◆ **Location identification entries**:
-.-.-

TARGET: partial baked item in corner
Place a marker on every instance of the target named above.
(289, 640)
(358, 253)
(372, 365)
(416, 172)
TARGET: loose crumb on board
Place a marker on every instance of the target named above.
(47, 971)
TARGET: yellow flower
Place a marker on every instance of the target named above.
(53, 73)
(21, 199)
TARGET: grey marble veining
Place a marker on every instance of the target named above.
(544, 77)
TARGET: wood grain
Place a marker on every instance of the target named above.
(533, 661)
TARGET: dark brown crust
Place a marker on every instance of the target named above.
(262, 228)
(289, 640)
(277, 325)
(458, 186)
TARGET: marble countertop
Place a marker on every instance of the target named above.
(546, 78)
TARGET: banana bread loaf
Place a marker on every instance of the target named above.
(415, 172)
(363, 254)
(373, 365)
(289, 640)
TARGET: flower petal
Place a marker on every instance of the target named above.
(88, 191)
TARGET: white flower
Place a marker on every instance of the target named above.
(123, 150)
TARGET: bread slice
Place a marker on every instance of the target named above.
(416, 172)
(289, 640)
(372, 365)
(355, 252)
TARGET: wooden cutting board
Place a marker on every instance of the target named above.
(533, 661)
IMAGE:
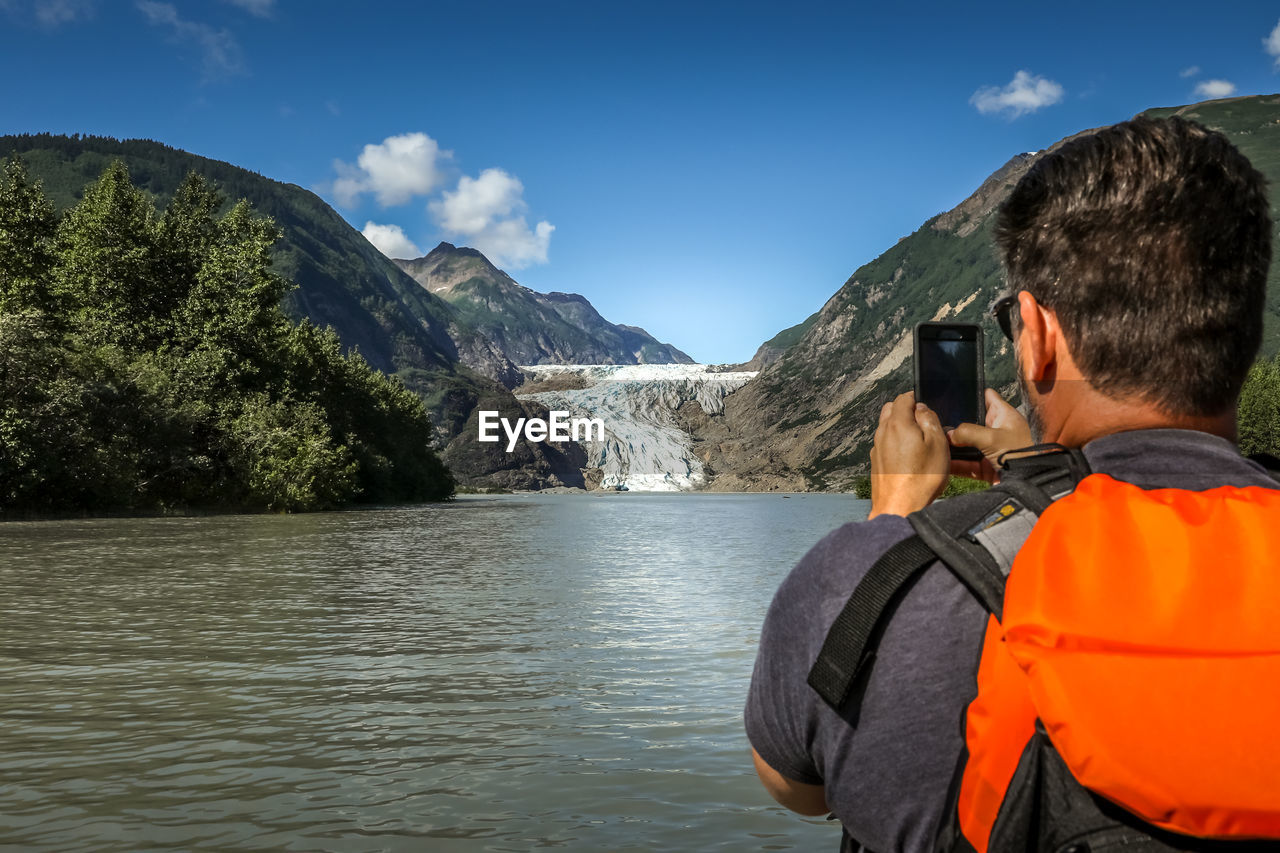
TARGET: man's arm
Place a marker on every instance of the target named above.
(799, 797)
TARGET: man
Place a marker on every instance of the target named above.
(1137, 261)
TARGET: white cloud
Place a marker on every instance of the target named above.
(222, 55)
(260, 8)
(396, 170)
(1215, 89)
(391, 241)
(1025, 94)
(488, 213)
(1272, 42)
(50, 13)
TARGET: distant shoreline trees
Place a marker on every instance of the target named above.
(146, 365)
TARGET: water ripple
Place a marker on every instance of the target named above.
(497, 674)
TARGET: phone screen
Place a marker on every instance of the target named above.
(949, 379)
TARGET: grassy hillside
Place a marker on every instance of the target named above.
(808, 420)
(343, 282)
(528, 325)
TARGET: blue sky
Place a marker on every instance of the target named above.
(709, 170)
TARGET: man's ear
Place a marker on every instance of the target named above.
(1037, 338)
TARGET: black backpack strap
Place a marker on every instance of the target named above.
(844, 652)
(976, 538)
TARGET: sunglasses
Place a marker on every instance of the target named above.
(1002, 311)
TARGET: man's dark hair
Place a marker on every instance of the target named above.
(1151, 242)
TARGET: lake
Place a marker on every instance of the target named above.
(501, 673)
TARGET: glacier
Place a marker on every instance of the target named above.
(643, 447)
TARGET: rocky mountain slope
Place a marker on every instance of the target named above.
(343, 282)
(807, 420)
(530, 327)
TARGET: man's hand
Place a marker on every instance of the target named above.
(1006, 429)
(910, 457)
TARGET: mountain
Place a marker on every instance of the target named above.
(343, 282)
(528, 325)
(808, 419)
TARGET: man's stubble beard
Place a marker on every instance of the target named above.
(1029, 409)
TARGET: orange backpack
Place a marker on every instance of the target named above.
(1129, 679)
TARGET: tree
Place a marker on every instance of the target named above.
(27, 228)
(1258, 414)
(108, 261)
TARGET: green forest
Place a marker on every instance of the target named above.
(146, 365)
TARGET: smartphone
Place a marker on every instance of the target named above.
(949, 377)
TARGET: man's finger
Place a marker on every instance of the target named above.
(927, 419)
(903, 410)
(999, 409)
(972, 436)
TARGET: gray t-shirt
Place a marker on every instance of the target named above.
(887, 776)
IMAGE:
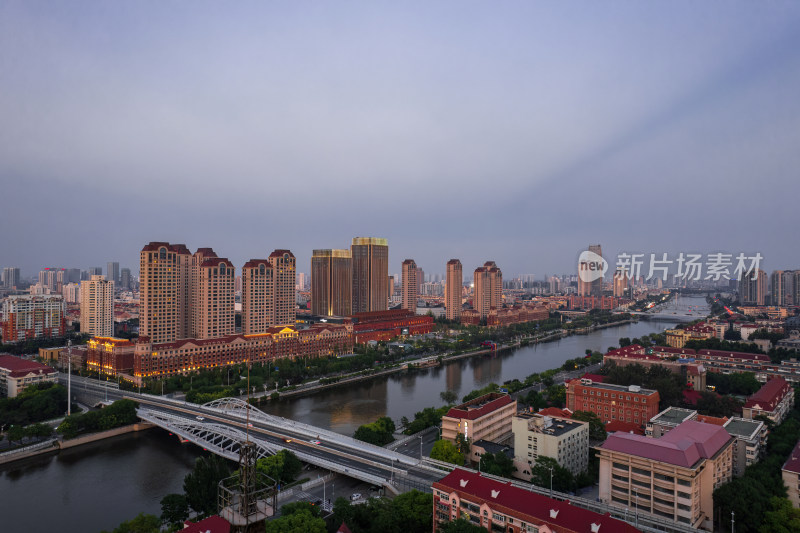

-.-.-

◆ **Exercise description**: Lay out all the items above as a numbered list, one line per number, with blank lines skipped and the pictures left out.

◆ **Answer to the task**:
1. TARGET: partial baked item in corner
2. Place a marker on every instance of the target named above.
3. (289, 640)
4. (358, 253)
5. (372, 365)
6. (416, 172)
7. TARGET: loose crumb on board
8. Place a marker on every instance of the target named above.
9. (47, 971)
10. TARGET: yellow flower
11. Place a marker on every instance of the target named above.
12. (53, 73)
13. (21, 199)
14. TARGET: grey marble veining
15. Place a marker on every instance of the target named above.
16. (544, 77)
17. TARGET: wood grain
18. Place a marker on every instance of the target named above.
19. (533, 661)
20. TARGET: dark brown crust
21. Place a marker on every instance of the target named above.
22. (262, 228)
23. (289, 640)
24. (277, 325)
25. (458, 186)
26. TARGET: marble countertop
27. Place a marker on every instance of the target named above.
28. (546, 78)
29. TARGET: banana bread loaf
30. Place a marker on every instance of the target named above.
31. (415, 172)
32. (363, 254)
33. (373, 365)
34. (289, 640)
35. TARGET: flower petal
36. Place a marker on every instance of the target named above.
37. (88, 191)
38. TARGET: white flower
39. Place a marker on every instance of the target named above.
40. (123, 150)
41. TARGET: bread slice
42. Place a marker on every instance of the target named above.
43. (416, 172)
44. (289, 640)
45. (372, 365)
46. (355, 252)
47. TARGET: wooden cutting board
48. Place a marker on every instance of the target named above.
49. (533, 661)
50. IMAGE:
51. TARGET: man's arm
52. Place a marker on every instance of the target named above.
53. (799, 797)
54. TARGET: man
55. Place a marker on every instance of the target named above.
56. (1137, 261)
57. TARGET: white cloud
58. Place a marker on every instance of the target named above.
59. (222, 55)
60. (260, 8)
61. (396, 170)
62. (1215, 89)
63. (391, 241)
64. (1025, 94)
65. (488, 213)
66. (1272, 42)
67. (50, 13)
68. TARGET: distant shoreline trees
69. Place a marker on every instance of the target named above.
70. (146, 365)
71. TARGET: water ripple
72. Place a marker on every instance of the target named above.
73. (497, 674)
74. TARGET: phone screen
75. Place a marker on every instance of the target named above.
76. (949, 379)
77. TARGET: grassy hillside
78. Place a marker on every instance of the target named above.
79. (808, 420)
80. (343, 282)
81. (528, 325)
82. TARGET: blue sky
83. Place a marker on every instance of the target named above.
84. (709, 170)
85. TARGET: man's ear
86. Place a marker on every instance of the target named above.
87. (1037, 338)
88. TARGET: black backpack strap
89. Place a marker on every instance of the target named above.
90. (844, 652)
91. (976, 538)
92. TARGET: sunglasses
93. Place a marker on every instance of the target named above.
94. (1002, 311)
95. TARGET: man's dark hair
96. Place a marker on every instance of the target named above.
97. (1151, 242)
98. TARGET: lake
99. Place a marker on every instance of the target named above.
100. (501, 673)
101. TARGET: glacier
102. Place a marker on every instance of the target named above.
103. (643, 447)
104. TARGET: rocky mountain slope
105. Place a marker on every instance of the target named above.
106. (343, 282)
107. (807, 420)
108. (530, 327)
109. TARGET: man's hand
110. Place a marker on every instance of the target named above.
111. (1006, 429)
112. (910, 457)
113. TARGET: mountain
114. Place a marker on every instance of the target named above.
115. (343, 282)
116. (528, 325)
117. (808, 419)
118. TARGET: man's stubble beard
119. Place a marker on every instance of the target named above.
120. (1029, 409)
121. TARGET: orange backpack
122. Place a marker on every instance of the target named above.
123. (1129, 679)
124. TARGET: tree
125. Place a marker on every instance of the target named above.
126. (27, 228)
127. (1258, 414)
128. (108, 261)
129. TARGET: green forest
130. Place a marker on every instance of the target named above.
131. (146, 365)
132. TARGET: smartphone
133. Place a marker on every instance of the target named above.
134. (949, 377)
135. TARGET: man's finger
136. Place a marker on every instance of the target named above.
137. (927, 419)
138. (903, 410)
139. (999, 409)
140. (972, 436)
141. TARGET: gray t-shirt
142. Place a marker on every instance of the target named above.
143. (887, 776)
144. IMAGE:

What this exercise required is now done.